Il diabete è roba da grandi, ovvero si fa presto a capire che per campare qualche anno di più o comunque guadagnare tempo nella vita occorre avere un poco di disciplina, una forma di regolazione un tempo, almeno per noi maschietti, era dato dal servizio militare di leva, essendo la fase adolescenziale e iniziale dell’età adulta turbolenta e dolente, indolente contemporaneamente, così come insofferente, per gli individui “sani” c’era il passaggio dall’io al noi inteso come essere in uno Stato attraverso un periodo di vita sotto “le armi”. Il diabetico conclamato era riformato dal prestare il servizio militare e tale regola permane pure oggi per il servizio di ferma o comunque la carriera nelle varie armi.

:::

> [Verifica la comprensione]
a: Nel testo sul diabete, che cosa succedeva al diabetico conclamato riguardo al servizio militare?
b: Copia dal testo sul diabete la parte che comincia con le parole "Il diabete è" e finisce con "nelle varie armi.".

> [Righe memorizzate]
:::

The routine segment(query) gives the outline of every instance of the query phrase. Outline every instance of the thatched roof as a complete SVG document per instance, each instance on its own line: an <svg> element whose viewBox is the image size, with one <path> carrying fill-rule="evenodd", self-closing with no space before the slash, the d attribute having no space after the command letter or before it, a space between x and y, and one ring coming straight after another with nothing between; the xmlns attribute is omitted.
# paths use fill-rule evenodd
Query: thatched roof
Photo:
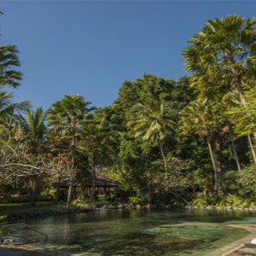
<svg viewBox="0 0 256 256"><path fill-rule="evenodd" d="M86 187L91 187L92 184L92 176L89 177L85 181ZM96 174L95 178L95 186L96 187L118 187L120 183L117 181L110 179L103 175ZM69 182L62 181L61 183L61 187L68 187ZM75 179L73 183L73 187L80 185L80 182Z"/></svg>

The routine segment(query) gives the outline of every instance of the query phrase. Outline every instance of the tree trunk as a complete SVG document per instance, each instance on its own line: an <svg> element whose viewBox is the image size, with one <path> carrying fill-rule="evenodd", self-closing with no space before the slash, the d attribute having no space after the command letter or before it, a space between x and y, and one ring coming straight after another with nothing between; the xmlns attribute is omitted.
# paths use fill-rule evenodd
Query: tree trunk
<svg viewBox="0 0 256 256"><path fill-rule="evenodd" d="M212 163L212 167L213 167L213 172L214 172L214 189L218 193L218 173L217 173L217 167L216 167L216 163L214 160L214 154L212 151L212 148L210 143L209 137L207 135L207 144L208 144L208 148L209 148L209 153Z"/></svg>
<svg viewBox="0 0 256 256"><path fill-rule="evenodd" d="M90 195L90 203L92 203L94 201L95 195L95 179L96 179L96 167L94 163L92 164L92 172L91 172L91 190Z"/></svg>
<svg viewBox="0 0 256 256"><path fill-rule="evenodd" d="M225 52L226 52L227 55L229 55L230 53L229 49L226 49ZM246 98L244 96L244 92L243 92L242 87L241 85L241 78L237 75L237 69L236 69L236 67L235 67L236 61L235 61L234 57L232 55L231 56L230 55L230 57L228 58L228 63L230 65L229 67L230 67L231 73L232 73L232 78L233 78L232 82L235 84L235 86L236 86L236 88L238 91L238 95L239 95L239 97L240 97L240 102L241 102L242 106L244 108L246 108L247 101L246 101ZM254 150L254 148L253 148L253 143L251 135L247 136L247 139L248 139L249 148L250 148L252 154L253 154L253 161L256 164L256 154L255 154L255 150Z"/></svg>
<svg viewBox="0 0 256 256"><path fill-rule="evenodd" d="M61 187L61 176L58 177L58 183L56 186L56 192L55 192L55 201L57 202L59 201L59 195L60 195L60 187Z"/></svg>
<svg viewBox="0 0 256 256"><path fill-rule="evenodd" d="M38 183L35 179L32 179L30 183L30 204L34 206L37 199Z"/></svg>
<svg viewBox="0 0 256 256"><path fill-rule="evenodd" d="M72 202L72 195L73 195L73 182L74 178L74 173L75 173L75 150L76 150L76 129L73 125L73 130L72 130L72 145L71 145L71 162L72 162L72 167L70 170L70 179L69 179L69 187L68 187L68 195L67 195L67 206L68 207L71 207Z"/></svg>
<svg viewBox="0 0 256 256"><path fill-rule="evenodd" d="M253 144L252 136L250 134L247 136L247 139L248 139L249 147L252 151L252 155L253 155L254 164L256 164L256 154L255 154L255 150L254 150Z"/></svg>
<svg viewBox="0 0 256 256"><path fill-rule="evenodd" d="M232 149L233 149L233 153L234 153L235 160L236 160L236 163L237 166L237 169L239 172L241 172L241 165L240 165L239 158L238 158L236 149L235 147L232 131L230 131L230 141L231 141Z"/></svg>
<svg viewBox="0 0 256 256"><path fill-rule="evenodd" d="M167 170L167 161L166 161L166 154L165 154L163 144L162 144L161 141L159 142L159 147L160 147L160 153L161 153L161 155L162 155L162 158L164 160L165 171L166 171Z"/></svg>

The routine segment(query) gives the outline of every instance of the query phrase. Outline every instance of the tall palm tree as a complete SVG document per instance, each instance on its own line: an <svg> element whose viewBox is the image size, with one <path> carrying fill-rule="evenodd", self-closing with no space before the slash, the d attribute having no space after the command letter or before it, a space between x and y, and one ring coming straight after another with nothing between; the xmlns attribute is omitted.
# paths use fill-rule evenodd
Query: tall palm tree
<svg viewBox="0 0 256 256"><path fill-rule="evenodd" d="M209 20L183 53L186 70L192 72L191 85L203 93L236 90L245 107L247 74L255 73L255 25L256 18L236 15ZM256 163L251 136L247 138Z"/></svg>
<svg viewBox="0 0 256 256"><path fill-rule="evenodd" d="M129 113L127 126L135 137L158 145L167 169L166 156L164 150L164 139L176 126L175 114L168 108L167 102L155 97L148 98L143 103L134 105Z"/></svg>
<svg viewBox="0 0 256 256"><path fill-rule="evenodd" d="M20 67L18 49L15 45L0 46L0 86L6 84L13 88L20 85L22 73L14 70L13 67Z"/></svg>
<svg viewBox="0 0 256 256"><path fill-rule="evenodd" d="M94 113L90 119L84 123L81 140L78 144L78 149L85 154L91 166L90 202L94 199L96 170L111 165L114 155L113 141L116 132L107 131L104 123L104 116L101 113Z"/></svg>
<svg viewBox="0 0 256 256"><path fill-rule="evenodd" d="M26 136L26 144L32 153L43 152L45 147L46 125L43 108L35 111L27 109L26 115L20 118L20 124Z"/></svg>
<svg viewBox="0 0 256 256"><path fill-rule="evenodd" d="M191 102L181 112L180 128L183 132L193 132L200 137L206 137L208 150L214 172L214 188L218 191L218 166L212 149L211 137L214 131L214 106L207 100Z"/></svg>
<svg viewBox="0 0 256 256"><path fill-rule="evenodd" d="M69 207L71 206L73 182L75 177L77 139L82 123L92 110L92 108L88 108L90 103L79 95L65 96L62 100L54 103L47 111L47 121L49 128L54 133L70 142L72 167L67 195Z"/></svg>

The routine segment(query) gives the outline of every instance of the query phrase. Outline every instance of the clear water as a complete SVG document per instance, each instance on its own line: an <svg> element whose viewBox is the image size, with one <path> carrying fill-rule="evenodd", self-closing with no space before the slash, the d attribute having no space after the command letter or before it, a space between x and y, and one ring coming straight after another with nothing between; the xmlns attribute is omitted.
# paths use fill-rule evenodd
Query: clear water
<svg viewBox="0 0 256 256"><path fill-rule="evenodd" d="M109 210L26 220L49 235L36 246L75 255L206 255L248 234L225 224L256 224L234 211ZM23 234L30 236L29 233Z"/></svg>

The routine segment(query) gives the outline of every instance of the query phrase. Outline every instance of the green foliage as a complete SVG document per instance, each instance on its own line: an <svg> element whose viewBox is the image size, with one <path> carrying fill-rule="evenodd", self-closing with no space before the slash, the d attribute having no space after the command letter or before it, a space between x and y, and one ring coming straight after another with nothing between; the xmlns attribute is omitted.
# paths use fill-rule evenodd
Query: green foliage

:::

> [Risposte in ordine]
a: Era riformato dal prestare il servizio militare.

b:
Il diabete è roba da grandi, ovvero si fa presto a capire che per campare qualche anno di più o comunque guadagnare tempo nella vita occorre avere un poco di disciplina, una forma di regolazione un tempo, almeno per noi maschietti, era dato dal servizio militare di leva, essendo la fase adolescenziale e iniziale dell’età adulta turbolenta e dolente, indolente contemporaneamente, così come insofferente, per gli individui “sani” c’era il passaggio dall’io al noi inteso come essere in uno Stato attraverso un periodo di vita sotto “le armi”. Il diabetico conclamato era riformato dal prestare il servizio militare e tale regola permane pure oggi per il servizio di ferma o comunque la carriera nelle varie armi.